(Collected data)
┄┄┄┄┄┄┄┄┄┄┄┄┄┄┄┄┄┄┄┄

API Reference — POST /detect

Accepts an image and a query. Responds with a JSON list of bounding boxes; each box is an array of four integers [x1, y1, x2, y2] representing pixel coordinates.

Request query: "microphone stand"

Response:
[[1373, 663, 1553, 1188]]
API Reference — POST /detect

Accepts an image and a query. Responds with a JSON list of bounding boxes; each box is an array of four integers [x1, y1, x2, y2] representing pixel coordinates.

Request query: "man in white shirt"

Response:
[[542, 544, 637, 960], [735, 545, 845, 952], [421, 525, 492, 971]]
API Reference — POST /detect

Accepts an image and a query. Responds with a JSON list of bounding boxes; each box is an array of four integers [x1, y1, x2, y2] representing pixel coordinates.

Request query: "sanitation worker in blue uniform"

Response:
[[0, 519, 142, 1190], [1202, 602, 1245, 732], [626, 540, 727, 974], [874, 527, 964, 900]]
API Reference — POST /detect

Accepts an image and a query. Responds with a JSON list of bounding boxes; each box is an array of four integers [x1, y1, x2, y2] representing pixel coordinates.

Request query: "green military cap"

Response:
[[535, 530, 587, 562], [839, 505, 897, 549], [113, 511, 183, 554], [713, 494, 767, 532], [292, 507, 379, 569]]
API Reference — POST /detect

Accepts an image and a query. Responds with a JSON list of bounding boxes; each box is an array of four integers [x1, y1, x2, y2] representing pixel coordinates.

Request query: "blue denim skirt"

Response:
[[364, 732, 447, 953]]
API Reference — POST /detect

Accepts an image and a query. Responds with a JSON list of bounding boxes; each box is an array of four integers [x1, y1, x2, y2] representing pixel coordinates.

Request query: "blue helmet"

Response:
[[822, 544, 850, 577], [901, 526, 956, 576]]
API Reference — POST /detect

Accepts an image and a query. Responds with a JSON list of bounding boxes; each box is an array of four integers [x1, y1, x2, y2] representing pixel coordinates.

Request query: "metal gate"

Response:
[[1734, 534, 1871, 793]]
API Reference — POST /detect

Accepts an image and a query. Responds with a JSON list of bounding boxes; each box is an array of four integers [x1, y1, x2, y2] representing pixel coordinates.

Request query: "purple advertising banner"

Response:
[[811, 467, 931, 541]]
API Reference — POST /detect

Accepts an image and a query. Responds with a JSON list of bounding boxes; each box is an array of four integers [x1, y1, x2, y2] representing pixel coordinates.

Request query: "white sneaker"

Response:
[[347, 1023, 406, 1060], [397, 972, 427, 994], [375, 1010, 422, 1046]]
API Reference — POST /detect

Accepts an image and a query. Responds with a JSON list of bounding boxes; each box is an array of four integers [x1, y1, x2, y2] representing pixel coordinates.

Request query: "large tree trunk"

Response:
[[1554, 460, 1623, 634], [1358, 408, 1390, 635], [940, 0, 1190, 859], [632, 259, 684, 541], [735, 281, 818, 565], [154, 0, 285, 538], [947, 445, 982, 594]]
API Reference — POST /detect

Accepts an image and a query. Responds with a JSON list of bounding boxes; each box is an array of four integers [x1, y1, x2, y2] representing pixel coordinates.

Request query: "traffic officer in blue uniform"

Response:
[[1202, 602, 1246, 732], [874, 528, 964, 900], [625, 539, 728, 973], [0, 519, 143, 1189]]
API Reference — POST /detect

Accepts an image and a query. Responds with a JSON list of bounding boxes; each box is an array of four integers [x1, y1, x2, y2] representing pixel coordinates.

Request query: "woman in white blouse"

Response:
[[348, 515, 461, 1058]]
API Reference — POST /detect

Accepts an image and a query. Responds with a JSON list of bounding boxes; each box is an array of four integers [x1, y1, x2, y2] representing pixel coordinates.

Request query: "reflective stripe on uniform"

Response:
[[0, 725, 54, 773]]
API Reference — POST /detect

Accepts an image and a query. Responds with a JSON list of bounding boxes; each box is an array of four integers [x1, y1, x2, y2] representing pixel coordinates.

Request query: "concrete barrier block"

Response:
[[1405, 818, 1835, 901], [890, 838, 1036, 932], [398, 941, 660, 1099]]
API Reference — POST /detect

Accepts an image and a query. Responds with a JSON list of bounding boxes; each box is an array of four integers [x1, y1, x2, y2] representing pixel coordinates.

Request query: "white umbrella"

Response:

┄┄┄┄┄┄┄┄┄┄┄┄┄┄┄┄┄┄┄┄

> **Problem description**: Each entry above has to be transcribed exactly as it appears.

> **The answer**:
API Reference — POST /detect

Accepts an image and a query. Responds with a JSON list of bounding boxes; each box is an array of four integers [x1, y1, x2, y2] representing pixel coordinates.

Request query: "microphone stand"

Response:
[[1373, 663, 1553, 1188]]
API Reference — POST /detect

Accepts an image and a query. Responds with a JSON list of bounding boxes; each box is an array of four integers [x1, y1, x2, y2] representing pixel coordinates.

Request query: "man in white shirt"

Response:
[[542, 544, 637, 960], [735, 545, 845, 952], [421, 525, 492, 971]]
API Reference — POST /detect

Accepts an image and a query. Responds with a JSON list of bounding boxes; each box is an array of four integers [x1, y1, x2, y2] representing pixel coordinates.

Request query: "sanitation worker in blue uniform"

Response:
[[0, 519, 142, 1190], [1202, 602, 1245, 732], [626, 540, 727, 974], [874, 527, 964, 900]]
API Reference — POST /detect

Accepts an image and a query. Responds with a JSON list of bounding boxes; each box is an array of four integers [x1, y1, x2, y2] representing pixel coordinates.

Request query: "green military cap"

Response:
[[535, 530, 587, 562], [839, 505, 897, 549], [113, 511, 183, 554], [713, 494, 767, 532], [292, 507, 379, 569]]
API Reference — POST /detect

Accepts an image and a query. Responds with a JSON list of bounding boxes; each box is an array of four integers [x1, y1, x2, y2] representing pixel coordinates.

Request query: "blue denim skirt"

Response:
[[364, 732, 447, 953]]
API Reference — POST /detect

Accepts an image and a query. Responds with a JSON list of bounding boxes; each box is an array of four integers [x1, y1, x2, y2] representing pixel coordinates.

Request query: "blue helmet"

Response:
[[822, 544, 850, 577], [901, 526, 956, 576]]
API Reference — POST /detect

Accepts an image and a query. Responds with a JSON list of bounding boxes; each box is an array of four integers [x1, y1, x2, y2] representing pixel coordinates.

Request query: "metal gate"

Response:
[[1734, 534, 1871, 793]]
API Reference — POST /detect

Accepts an image and a query. Responds with a JSON list of bounding boxes; each box is an array of four integers [x1, y1, x2, y2] representing pixel coordinates.

Request query: "purple advertising banner"

Response:
[[811, 467, 931, 541]]
API Reference — POST /detect

Accepts an image and a query. Responds with a JSON list of bounding boxes; each box is an array of four integers [x1, y1, x2, y2] representing pixel coordinates.

Request query: "white sneaker"

Response:
[[347, 1023, 406, 1060], [397, 972, 427, 994], [375, 1010, 422, 1046]]
API Reference — POST /detect

Accepts an image and a query. Responds with a JSON list of bounding boxes; each box is an array of four integers [x1, y1, x2, y2] representing pixel coordinates.

Request query: "large tree trunk"

Response:
[[1554, 460, 1623, 634], [1358, 408, 1390, 635], [940, 0, 1190, 859], [632, 259, 684, 541], [735, 281, 818, 565], [154, 0, 285, 538], [947, 445, 982, 594]]
API Reference — POST /detect

Accepts an image and a query. Responds with a JSON list of bounding boxes; each box is an array of four integers [x1, y1, x2, y2] representing pixel coordinates.

Request query: "traffic officer in blue uniform"

Response:
[[1202, 602, 1246, 732], [874, 528, 964, 900], [625, 539, 728, 973], [0, 519, 143, 1189]]
API Reference — POST /detect

Accepts an image and a query. Responds with a JSON list of bounding boxes; each box is an array of four integers [x1, y1, x2, y2] representing pixel coordinates.

Request query: "woman in white blouse"

Response:
[[348, 515, 461, 1058]]
API Reference — POST /detect

Accepts an image and a query. Responds with a JSON list of bounding boxes; each box is an array of four integers [x1, y1, x2, y2] representing pixel coordinates.

Request query: "reflective stripe on uniform"

Response:
[[0, 725, 54, 773]]
API Reference — POST /detect

Accepts an image and a query. Responds with a JSON list of bounding boxes; each box is an array of four integers [x1, y1, x2, y2] representing pixel coordinates.

Request query: "concrete barrier block"

Response:
[[1405, 818, 1835, 901], [890, 838, 1036, 932], [398, 941, 660, 1099]]
API Reference — POST /detect

Accepts an image and a query. Responds with a JSON list of bounding boxes; each box is an array of four integers [x1, y1, x2, y2] representing pixel coordinates.

Request query: "white umbrella"

Response:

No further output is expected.